## What is needed
Identify each line in the records below that contains the word "excavator", and copy it.

-- Opening Marker --

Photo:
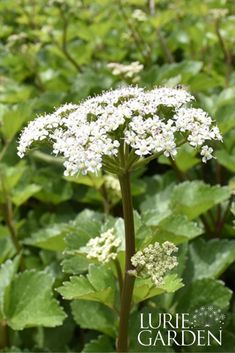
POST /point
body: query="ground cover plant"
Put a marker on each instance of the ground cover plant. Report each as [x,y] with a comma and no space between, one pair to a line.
[133,212]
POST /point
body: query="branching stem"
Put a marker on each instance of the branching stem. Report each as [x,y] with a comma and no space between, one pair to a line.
[128,284]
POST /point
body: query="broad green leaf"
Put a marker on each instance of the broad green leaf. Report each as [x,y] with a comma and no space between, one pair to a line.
[226,159]
[29,302]
[7,272]
[202,292]
[50,238]
[99,285]
[12,175]
[53,189]
[7,249]
[87,224]
[89,180]
[94,316]
[75,264]
[195,197]
[209,259]
[185,158]
[157,207]
[144,288]
[177,229]
[101,344]
[14,119]
[225,117]
[21,195]
[75,234]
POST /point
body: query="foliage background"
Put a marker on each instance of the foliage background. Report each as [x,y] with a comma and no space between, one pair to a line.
[56,52]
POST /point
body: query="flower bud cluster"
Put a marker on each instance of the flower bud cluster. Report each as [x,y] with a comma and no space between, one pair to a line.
[155,261]
[127,71]
[112,183]
[103,248]
[139,15]
[150,122]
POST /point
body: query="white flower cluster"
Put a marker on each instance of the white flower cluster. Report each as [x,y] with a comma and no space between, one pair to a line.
[155,261]
[128,71]
[150,122]
[103,248]
[139,15]
[111,182]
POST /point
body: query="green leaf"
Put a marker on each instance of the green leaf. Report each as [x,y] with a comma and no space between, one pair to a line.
[202,292]
[185,158]
[100,344]
[7,249]
[177,229]
[14,119]
[94,316]
[89,180]
[157,207]
[209,259]
[74,234]
[195,197]
[7,272]
[99,285]
[225,117]
[21,195]
[87,224]
[50,238]
[226,159]
[53,188]
[12,175]
[144,288]
[29,302]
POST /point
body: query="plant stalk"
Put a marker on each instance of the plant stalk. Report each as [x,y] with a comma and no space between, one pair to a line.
[128,283]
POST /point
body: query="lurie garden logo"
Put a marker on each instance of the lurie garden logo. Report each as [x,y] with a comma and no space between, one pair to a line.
[202,327]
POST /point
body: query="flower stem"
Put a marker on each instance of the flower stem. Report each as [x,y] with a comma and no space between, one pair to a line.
[128,284]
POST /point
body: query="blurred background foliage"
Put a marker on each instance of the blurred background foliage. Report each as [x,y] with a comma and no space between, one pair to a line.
[58,51]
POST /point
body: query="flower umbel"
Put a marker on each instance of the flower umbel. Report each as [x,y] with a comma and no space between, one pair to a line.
[127,121]
[155,261]
[103,248]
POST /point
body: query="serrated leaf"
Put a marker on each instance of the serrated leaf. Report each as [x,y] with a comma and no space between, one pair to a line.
[21,195]
[177,229]
[144,288]
[50,238]
[225,117]
[99,285]
[87,224]
[12,175]
[14,119]
[202,292]
[7,272]
[157,207]
[100,344]
[94,316]
[226,159]
[29,302]
[195,197]
[209,259]
[7,249]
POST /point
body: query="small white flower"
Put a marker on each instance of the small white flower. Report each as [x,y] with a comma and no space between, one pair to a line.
[206,152]
[103,248]
[155,261]
[148,121]
[128,71]
[139,15]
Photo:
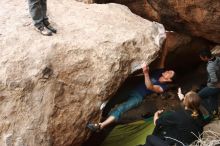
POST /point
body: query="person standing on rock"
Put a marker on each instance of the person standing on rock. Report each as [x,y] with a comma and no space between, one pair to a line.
[209,94]
[157,83]
[38,10]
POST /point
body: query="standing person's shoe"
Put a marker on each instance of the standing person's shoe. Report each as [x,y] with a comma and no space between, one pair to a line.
[94,127]
[44,31]
[51,28]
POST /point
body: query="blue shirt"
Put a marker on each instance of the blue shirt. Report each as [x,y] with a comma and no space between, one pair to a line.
[141,87]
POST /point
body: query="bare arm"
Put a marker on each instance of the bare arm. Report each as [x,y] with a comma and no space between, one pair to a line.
[163,55]
[148,82]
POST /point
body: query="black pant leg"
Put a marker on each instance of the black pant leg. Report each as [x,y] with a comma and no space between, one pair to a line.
[153,140]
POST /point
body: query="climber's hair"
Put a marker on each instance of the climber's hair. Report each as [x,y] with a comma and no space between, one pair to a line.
[206,53]
[192,102]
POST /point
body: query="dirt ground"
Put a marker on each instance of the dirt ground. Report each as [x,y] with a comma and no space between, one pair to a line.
[168,101]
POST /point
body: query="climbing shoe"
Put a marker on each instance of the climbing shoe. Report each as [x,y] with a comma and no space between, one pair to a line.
[44,31]
[51,28]
[94,127]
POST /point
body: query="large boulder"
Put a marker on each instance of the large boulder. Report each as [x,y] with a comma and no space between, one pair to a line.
[198,17]
[50,87]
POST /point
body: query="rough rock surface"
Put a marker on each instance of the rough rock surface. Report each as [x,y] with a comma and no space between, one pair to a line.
[197,17]
[50,87]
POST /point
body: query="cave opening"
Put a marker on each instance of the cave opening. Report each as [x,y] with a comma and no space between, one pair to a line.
[188,80]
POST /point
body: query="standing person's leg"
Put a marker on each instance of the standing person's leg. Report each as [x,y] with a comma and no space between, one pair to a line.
[36,12]
[35,8]
[45,18]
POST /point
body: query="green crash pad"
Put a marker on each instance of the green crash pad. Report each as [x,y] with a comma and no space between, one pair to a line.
[130,134]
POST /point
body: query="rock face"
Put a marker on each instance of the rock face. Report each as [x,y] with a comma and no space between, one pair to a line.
[197,17]
[50,87]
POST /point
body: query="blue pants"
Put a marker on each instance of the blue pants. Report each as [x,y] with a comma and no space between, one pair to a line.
[210,98]
[131,100]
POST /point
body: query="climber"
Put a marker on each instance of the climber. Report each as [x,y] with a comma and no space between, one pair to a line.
[209,94]
[157,83]
[38,10]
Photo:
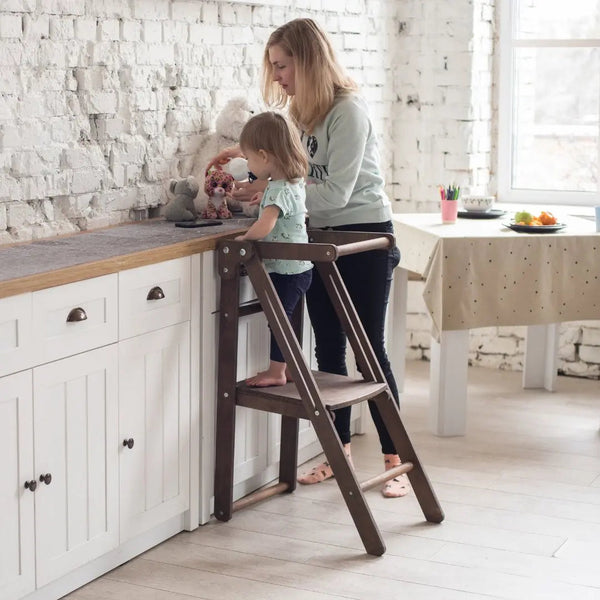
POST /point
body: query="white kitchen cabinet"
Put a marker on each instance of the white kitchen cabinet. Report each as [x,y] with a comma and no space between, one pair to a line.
[154,425]
[75,317]
[76,461]
[83,367]
[17,552]
[16,339]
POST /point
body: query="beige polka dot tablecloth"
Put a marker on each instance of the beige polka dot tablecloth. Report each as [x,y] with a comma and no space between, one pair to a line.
[479,273]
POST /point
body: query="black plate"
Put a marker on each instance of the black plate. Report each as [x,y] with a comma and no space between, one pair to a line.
[535,228]
[198,223]
[493,213]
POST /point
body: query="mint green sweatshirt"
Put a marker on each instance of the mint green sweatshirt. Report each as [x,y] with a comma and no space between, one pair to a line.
[344,175]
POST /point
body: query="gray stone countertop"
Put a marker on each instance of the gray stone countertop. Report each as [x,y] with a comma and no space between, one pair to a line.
[30,266]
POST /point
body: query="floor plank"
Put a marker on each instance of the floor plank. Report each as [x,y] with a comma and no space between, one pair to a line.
[521,493]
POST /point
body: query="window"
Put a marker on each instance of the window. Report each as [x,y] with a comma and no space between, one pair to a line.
[549,102]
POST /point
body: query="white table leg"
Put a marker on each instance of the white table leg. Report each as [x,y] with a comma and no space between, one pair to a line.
[448,383]
[541,357]
[396,326]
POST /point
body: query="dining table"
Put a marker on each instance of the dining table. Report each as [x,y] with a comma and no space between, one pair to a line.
[480,272]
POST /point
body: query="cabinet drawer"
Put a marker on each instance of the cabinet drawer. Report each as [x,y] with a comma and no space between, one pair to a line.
[154,296]
[16,340]
[76,317]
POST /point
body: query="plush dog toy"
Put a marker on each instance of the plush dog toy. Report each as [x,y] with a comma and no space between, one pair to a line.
[218,186]
[181,205]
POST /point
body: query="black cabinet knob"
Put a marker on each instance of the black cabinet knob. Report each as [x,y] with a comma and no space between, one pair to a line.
[76,314]
[155,294]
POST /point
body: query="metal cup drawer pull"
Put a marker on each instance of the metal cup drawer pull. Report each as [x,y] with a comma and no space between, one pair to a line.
[155,293]
[76,314]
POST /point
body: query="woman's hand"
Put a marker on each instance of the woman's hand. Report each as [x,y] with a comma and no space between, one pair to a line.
[256,199]
[245,191]
[224,157]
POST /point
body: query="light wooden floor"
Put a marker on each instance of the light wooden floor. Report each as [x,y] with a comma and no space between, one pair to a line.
[521,492]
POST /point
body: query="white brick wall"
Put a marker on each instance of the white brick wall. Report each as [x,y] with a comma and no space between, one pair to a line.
[101,102]
[110,99]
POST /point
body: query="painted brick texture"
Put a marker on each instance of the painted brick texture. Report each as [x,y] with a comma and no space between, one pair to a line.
[102,102]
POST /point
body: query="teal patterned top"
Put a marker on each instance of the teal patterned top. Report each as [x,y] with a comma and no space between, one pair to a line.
[290,226]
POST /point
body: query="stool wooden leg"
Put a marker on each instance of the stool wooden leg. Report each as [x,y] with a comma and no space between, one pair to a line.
[288,453]
[420,482]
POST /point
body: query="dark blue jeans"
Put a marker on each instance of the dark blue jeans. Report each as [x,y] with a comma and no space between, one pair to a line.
[289,288]
[367,277]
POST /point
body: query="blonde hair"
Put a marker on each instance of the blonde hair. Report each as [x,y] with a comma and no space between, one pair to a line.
[319,78]
[271,132]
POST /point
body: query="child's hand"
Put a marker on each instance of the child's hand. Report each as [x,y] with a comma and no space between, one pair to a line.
[256,199]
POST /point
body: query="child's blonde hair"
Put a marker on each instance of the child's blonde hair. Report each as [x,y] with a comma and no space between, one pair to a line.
[319,77]
[271,132]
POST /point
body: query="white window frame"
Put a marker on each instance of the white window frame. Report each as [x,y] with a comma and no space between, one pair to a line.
[507,44]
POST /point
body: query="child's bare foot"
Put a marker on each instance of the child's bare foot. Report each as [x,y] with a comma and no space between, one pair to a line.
[265,379]
[274,375]
[322,471]
[399,486]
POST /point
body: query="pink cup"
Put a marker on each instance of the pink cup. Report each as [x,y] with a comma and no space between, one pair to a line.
[449,211]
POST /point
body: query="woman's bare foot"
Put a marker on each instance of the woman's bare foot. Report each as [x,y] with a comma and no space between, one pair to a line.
[322,471]
[399,486]
[274,375]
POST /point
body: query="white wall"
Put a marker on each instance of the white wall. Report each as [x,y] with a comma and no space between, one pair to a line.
[101,102]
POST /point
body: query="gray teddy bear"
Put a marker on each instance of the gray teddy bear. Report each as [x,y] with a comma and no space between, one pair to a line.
[181,206]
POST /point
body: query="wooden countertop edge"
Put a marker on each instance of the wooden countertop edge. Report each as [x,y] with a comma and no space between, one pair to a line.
[107,266]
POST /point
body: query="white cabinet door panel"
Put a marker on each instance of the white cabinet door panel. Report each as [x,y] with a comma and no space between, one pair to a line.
[16,341]
[251,425]
[75,424]
[17,566]
[154,392]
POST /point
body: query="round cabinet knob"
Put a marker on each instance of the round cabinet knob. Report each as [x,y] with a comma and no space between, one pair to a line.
[155,294]
[76,314]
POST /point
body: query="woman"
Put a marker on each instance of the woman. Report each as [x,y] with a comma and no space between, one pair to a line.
[345,192]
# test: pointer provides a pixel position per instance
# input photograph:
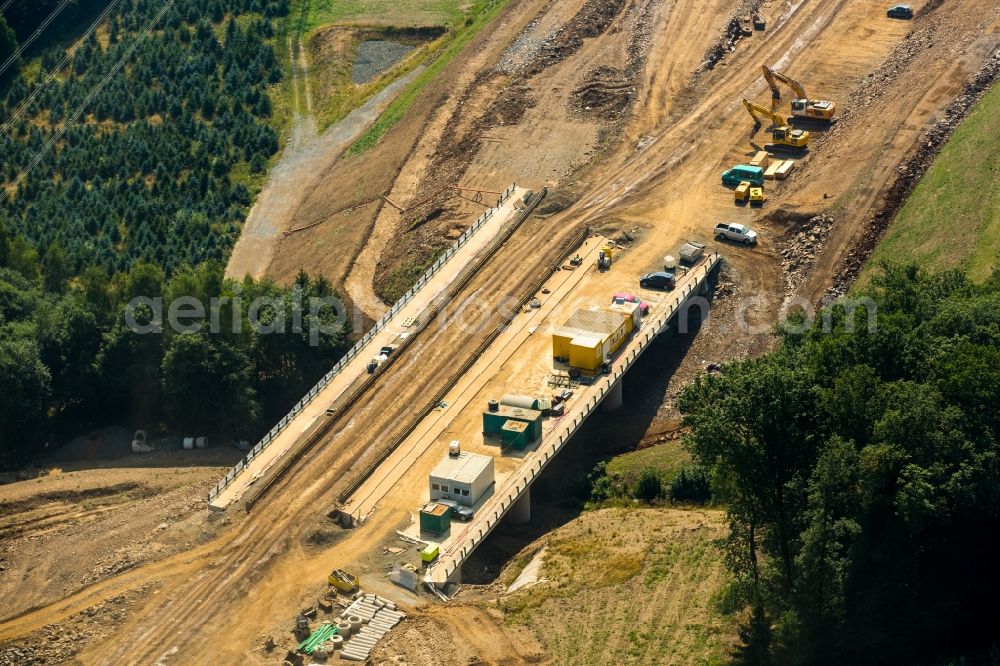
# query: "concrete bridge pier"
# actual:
(520, 512)
(613, 400)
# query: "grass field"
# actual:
(383, 12)
(478, 16)
(628, 586)
(666, 459)
(952, 219)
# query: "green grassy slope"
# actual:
(952, 219)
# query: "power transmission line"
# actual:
(75, 116)
(38, 31)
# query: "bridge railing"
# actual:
(361, 344)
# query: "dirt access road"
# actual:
(218, 602)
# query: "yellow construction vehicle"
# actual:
(344, 581)
(802, 106)
(781, 133)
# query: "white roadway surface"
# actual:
(358, 366)
(516, 360)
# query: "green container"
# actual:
(493, 422)
(430, 553)
(514, 434)
(435, 518)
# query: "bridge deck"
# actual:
(356, 370)
(518, 361)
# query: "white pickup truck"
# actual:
(736, 232)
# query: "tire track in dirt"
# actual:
(210, 599)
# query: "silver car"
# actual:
(460, 511)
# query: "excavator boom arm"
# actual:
(772, 75)
(755, 109)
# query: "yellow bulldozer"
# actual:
(781, 133)
(802, 106)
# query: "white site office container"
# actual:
(464, 478)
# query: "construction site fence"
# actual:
(516, 484)
(361, 344)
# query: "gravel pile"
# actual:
(799, 250)
(522, 51)
(909, 173)
(374, 57)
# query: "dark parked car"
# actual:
(459, 511)
(900, 11)
(658, 280)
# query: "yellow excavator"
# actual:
(802, 106)
(781, 133)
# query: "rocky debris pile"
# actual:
(732, 33)
(909, 173)
(799, 248)
(58, 643)
(522, 51)
(375, 56)
(593, 19)
(606, 93)
(509, 106)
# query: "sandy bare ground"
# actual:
(220, 599)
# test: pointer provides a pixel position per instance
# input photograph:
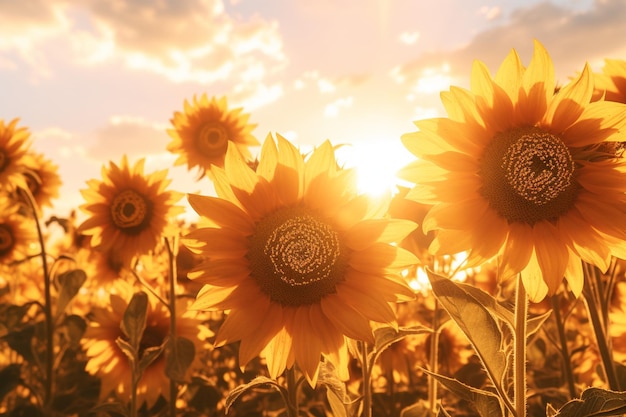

-- Closing Marker --

## Exercise solution
# query: "excavator boom arm"
# query: "yellow excavator"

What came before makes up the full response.